#### [Exercise requirements]
The records that follow are to be repeated exactly, with the pictures removed.
::: Record extracts
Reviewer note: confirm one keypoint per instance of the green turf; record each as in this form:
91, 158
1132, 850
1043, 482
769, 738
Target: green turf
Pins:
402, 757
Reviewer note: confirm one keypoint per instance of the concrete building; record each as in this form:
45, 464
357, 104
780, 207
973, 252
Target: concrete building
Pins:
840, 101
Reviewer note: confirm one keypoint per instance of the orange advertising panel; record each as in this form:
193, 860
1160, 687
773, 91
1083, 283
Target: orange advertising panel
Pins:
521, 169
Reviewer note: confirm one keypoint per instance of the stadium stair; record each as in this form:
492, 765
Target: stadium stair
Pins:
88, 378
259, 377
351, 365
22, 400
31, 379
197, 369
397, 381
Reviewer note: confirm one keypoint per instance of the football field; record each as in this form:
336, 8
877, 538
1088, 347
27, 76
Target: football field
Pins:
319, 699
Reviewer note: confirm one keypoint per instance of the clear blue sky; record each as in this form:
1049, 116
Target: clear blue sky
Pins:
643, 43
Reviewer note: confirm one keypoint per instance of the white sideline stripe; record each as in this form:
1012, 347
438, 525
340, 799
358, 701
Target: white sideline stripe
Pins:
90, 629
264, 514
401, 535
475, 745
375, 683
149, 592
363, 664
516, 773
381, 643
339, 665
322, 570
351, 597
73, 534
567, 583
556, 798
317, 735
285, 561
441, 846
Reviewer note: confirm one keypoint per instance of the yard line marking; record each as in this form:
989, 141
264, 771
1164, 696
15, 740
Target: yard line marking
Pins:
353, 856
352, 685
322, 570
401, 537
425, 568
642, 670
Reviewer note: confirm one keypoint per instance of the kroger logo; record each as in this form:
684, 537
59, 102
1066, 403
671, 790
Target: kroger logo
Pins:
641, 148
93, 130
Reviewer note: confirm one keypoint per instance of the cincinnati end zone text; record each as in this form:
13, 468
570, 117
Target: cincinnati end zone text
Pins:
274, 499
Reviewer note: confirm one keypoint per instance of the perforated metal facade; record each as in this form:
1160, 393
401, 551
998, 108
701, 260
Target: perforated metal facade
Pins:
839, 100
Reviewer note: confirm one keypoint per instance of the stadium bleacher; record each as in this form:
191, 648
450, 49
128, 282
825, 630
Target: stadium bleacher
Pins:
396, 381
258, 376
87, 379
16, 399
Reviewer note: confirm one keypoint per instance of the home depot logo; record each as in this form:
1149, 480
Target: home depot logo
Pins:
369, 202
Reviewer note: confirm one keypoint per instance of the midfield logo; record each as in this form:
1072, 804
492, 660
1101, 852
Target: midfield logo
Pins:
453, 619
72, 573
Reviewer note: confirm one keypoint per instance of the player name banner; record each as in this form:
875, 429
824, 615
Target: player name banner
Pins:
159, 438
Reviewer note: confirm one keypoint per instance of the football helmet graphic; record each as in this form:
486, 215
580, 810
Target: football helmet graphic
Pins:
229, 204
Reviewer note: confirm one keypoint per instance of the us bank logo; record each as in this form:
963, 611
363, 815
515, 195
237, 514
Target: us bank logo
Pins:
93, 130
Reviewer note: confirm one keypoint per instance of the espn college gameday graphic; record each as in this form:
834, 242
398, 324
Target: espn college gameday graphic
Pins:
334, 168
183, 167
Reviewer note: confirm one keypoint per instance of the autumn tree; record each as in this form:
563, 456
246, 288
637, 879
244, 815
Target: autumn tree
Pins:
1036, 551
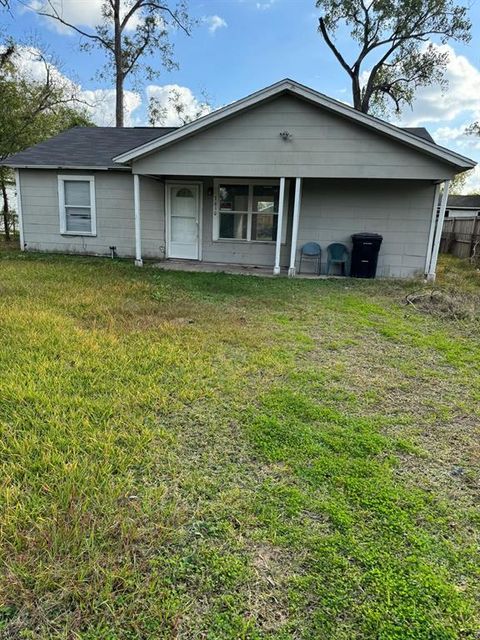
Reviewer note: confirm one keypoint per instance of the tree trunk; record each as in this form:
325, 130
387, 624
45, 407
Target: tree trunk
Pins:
356, 92
6, 216
119, 77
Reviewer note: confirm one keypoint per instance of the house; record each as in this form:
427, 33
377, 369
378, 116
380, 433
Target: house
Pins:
463, 206
247, 184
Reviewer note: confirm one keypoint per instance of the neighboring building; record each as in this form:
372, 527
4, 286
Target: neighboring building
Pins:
247, 184
463, 206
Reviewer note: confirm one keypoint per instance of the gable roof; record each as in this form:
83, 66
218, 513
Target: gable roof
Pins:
464, 202
420, 132
95, 147
404, 136
86, 147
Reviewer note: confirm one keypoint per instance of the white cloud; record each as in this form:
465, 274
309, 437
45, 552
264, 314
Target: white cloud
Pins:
460, 99
101, 106
99, 103
263, 6
81, 13
215, 22
162, 93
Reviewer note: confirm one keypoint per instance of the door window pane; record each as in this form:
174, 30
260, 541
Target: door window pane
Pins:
265, 198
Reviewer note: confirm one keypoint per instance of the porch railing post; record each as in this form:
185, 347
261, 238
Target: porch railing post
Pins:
296, 219
278, 244
438, 233
138, 229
::::::
#### [Exercise solution]
Reviewer note: confirm one keypoint per instance of the green turf; record each as in this form:
91, 158
1132, 850
1043, 482
769, 738
Target: green turf
Pins:
402, 757
Reviewer note: confirm one keypoint per instance of the concrete building; record each as in this form:
45, 464
357, 104
780, 207
973, 252
Target: concrete building
Pins:
840, 101
Reviewer note: confirm one keypoint per instance of the orange advertising panel; record each as in this form:
193, 860
1160, 687
773, 91
1083, 283
Target: orange advertising panel
Pins:
521, 169
Reviewer note: confirm one keypoint per instance of the stadium stair; record each as in this form:
492, 765
Target: stadium stair
Pins:
88, 378
259, 377
351, 365
22, 400
31, 379
197, 369
397, 381
Reviewer note: confirm one keypoint per instance of the football field; record each as in this form:
336, 8
877, 538
1088, 347
27, 76
Target: football field
Pins:
319, 699
Reviewer note: confirm one keypoint per instance of the clear blue sky; record each as in this form:
1049, 116
Target: clear blue sky
Pins:
643, 43
Reviewer note: confirm one keypoint per instance of the white sideline stripe; record each as in this form:
1012, 347
438, 525
340, 799
358, 701
Target: white sideline stripe
Pins:
90, 629
264, 514
401, 535
475, 745
375, 683
149, 592
363, 664
516, 773
381, 643
339, 665
322, 570
351, 597
73, 534
567, 583
556, 798
317, 735
285, 561
441, 846
Reviewer note: confirm one keypoint per instance of the yard line marking; record each as in this form:
989, 141
264, 771
1164, 696
15, 740
Target: yard line marking
Pins:
353, 856
352, 685
322, 570
401, 537
425, 568
642, 670
Reviewer note: confirm one keypoint per instance of the kroger logo; record each as in this form:
684, 537
59, 102
1066, 403
671, 790
Target: kroger logo
Pins:
641, 148
93, 130
Reviewer note: confirm one keypoint per instance of the cincinnati end zone text; record each as in this form:
13, 468
570, 117
Target: cincinnati end zone text
Pins:
274, 499
Reviewer note: confirm one keypoint per instance of the perforated metal facade; record each as in this form:
1160, 393
401, 551
998, 108
701, 260
Target: perforated metal facade
Pins:
839, 100
Reviewer note: confirm one keypoint per instance of the stadium bleacher; record each as in this form:
191, 648
450, 49
128, 282
825, 630
Target: stadium bleacher
Pins:
396, 381
258, 376
87, 379
16, 399
Reviewer note: confirm one keypoint per instance of the home depot logo; record each as in this form:
1149, 480
Target: home depot logo
Pins:
369, 202
Reviewer note: confirm one keypoint per instance of the midfield logo; record each as in this form:
1072, 804
492, 660
1101, 852
Target: midfield logo
Pins:
453, 619
72, 573
Reviewer note: confirm one keypoint per instance of the player name banner; record each as in this form:
875, 429
824, 615
Target: player name banner
Pins:
159, 438
Reviewer note: confirm one keypoint per instance of the football helmet graphic; record each as in this form:
486, 215
580, 810
Target: football helmet graphic
Pins:
229, 204
Reviewer note: confirm one keypoint per instance of the us bank logo; record each as in this form:
963, 611
363, 815
515, 195
237, 514
Target: us bank logo
Pins:
93, 130
Reviewer note: confirm one keypoint per instance of the espn college gameday graphic; record each as in this form:
834, 242
398, 324
Target: espn college gameday graphic
Pins:
334, 168
183, 167
Reviewer note: confirm one keypoint per instance of the autumn tree; record each as in this form:
563, 456
246, 288
637, 879
244, 815
Target: autumn tree
Pins:
1036, 551
Reviewer note: confirm one keypoint per instance of the tree trunk; record each as in this form:
325, 130
387, 624
45, 407
Target: tree trunk
Pins:
356, 92
6, 216
119, 77
Reviewer note: confirm one keypoint per instance of the house; record each as in this form:
427, 33
377, 369
378, 116
380, 433
Target: house
Pins:
463, 206
247, 184
Reviewer note: confirm one keypoint per instance of the neighboring building; record each as in this form:
372, 527
4, 286
Target: neighboring building
Pins:
247, 184
463, 206
Reviewer note: confirm one keypoint per instance of the gable roof; record each as in this form:
83, 66
218, 513
Target: gable roof
Pins:
464, 202
420, 132
95, 147
404, 136
86, 147
Reviewer note: confirm one keypoint per instance of the white cloud; record each as in this form:
465, 274
309, 437
45, 552
264, 314
Target: white cloud
Pins:
460, 99
101, 106
99, 103
263, 6
81, 13
215, 22
162, 93
Reviewer note: confirm one keypoint per instance of the door window pane; record each as in this form:
174, 30
260, 541
Target: door window pane
Pins:
265, 198
Reviewer note: confirm one keypoint per instance of the porch railing post; record each as in this form:
185, 347
261, 238
Target: porch railing post
Pins:
296, 219
278, 244
438, 233
138, 229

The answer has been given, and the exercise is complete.